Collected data
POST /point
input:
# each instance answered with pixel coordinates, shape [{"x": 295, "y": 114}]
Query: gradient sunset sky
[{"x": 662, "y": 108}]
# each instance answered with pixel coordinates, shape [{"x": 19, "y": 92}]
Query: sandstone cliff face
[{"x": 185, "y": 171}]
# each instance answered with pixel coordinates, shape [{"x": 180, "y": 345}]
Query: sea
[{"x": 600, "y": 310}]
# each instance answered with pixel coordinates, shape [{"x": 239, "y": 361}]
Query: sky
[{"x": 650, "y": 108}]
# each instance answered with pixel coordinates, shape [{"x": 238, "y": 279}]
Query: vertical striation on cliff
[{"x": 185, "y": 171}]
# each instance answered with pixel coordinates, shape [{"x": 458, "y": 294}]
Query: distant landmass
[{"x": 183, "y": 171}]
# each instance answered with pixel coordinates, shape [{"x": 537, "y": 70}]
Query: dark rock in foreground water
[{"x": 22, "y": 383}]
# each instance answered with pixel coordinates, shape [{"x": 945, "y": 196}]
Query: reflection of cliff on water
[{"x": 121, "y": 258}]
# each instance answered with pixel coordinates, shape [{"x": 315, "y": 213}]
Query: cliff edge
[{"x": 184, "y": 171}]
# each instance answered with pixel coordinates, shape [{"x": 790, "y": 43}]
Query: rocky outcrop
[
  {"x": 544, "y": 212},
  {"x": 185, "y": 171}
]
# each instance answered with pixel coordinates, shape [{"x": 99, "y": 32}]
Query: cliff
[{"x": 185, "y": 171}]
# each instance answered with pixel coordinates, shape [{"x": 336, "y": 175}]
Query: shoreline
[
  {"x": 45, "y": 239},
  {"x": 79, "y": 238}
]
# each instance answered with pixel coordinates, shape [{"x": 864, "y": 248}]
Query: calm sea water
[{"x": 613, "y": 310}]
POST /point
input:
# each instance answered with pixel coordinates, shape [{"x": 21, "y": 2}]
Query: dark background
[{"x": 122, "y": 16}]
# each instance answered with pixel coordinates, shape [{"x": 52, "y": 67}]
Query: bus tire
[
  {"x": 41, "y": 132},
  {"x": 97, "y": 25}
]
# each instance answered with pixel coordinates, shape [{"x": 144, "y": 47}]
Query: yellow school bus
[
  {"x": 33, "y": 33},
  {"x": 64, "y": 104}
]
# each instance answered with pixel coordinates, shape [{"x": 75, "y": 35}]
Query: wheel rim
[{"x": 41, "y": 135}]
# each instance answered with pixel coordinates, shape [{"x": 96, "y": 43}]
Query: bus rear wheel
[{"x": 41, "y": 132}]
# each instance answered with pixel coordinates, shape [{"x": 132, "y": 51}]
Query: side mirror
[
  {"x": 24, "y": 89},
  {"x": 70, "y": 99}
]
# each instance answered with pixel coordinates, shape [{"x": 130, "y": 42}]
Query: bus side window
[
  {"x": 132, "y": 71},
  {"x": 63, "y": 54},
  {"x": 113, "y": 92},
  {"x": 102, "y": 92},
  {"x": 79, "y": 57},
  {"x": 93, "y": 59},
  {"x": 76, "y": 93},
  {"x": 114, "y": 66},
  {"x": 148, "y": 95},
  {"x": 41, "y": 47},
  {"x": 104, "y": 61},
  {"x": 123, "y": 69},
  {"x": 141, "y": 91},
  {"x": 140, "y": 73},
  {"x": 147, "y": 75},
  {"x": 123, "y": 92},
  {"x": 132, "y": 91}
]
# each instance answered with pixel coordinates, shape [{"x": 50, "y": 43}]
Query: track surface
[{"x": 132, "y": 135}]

** Task brief **
For this exercise, repeat the data above exactly.

** Your solution **
POST /point
input:
# each instance answered with pixel coordinates, shape [{"x": 295, "y": 114}]
Query: gradient sunset sky
[{"x": 662, "y": 108}]
# each instance answered with pixel coordinates, shape [{"x": 19, "y": 92}]
Query: sandstone cliff face
[{"x": 185, "y": 171}]
# each instance answered with pixel coordinates, shape [{"x": 180, "y": 345}]
Query: sea
[{"x": 600, "y": 310}]
# each instance answered with pixel coordinates, shape [{"x": 239, "y": 361}]
Query: sky
[{"x": 650, "y": 108}]
# each instance answered with pixel coordinates, shape [{"x": 238, "y": 279}]
Query: vertical striation on cliff
[{"x": 185, "y": 171}]
# each instance answered with pixel coordinates, shape [{"x": 458, "y": 294}]
Query: distant landmass
[{"x": 183, "y": 171}]
# each instance answered with pixel coordinates, shape [{"x": 537, "y": 70}]
Query: dark rock in foreground water
[{"x": 22, "y": 383}]
# each instance answered with pixel coordinates, shape [{"x": 945, "y": 196}]
Query: reflection of cliff on water
[{"x": 121, "y": 258}]
# each instance answered with pixel coordinates, shape [{"x": 315, "y": 213}]
Query: cliff edge
[{"x": 184, "y": 171}]
# each instance answered with pixel coordinates, shape [{"x": 790, "y": 43}]
Query: rocky outcrop
[
  {"x": 544, "y": 212},
  {"x": 185, "y": 171}
]
# each instance answered with pixel coordinates, shape [{"x": 99, "y": 32}]
Query: cliff
[{"x": 185, "y": 171}]
# each instance answered with pixel coordinates, shape [{"x": 336, "y": 175}]
Query: shoreline
[
  {"x": 45, "y": 239},
  {"x": 79, "y": 238}
]
# each instance answered with pixel coordinates, shape [{"x": 864, "y": 248}]
Query: calm sea water
[{"x": 613, "y": 310}]
POST /point
input:
# each instance answered with pixel coordinates, shape [{"x": 21, "y": 2}]
Query: dark background
[{"x": 122, "y": 16}]
# each instance answered with pixel coordinates, shape [{"x": 52, "y": 67}]
Query: bus tire
[
  {"x": 41, "y": 132},
  {"x": 97, "y": 25}
]
# each instance answered with pixel coordinates, shape [{"x": 144, "y": 47}]
Query: yellow school bus
[
  {"x": 33, "y": 33},
  {"x": 64, "y": 104}
]
# each instance answered with pixel coordinates, shape [{"x": 75, "y": 35}]
Query: wheel rim
[{"x": 41, "y": 135}]
# each instance answered with pixel coordinates, shape [{"x": 96, "y": 43}]
Query: bus rear wheel
[{"x": 41, "y": 132}]
# each instance answered with pixel coordinates, shape [{"x": 132, "y": 51}]
Query: side mirror
[
  {"x": 24, "y": 89},
  {"x": 70, "y": 99}
]
# each instance answered with pixel coordinates, shape [{"x": 130, "y": 42}]
Query: bus side window
[
  {"x": 132, "y": 71},
  {"x": 63, "y": 54},
  {"x": 113, "y": 92},
  {"x": 102, "y": 92},
  {"x": 79, "y": 57},
  {"x": 93, "y": 59},
  {"x": 76, "y": 93},
  {"x": 114, "y": 66},
  {"x": 148, "y": 95},
  {"x": 41, "y": 47},
  {"x": 104, "y": 61},
  {"x": 123, "y": 69},
  {"x": 141, "y": 91},
  {"x": 140, "y": 73},
  {"x": 147, "y": 75},
  {"x": 123, "y": 92},
  {"x": 132, "y": 91}
]
# each instance answered with pixel coordinates, shape [{"x": 50, "y": 43}]
Query: track surface
[{"x": 132, "y": 135}]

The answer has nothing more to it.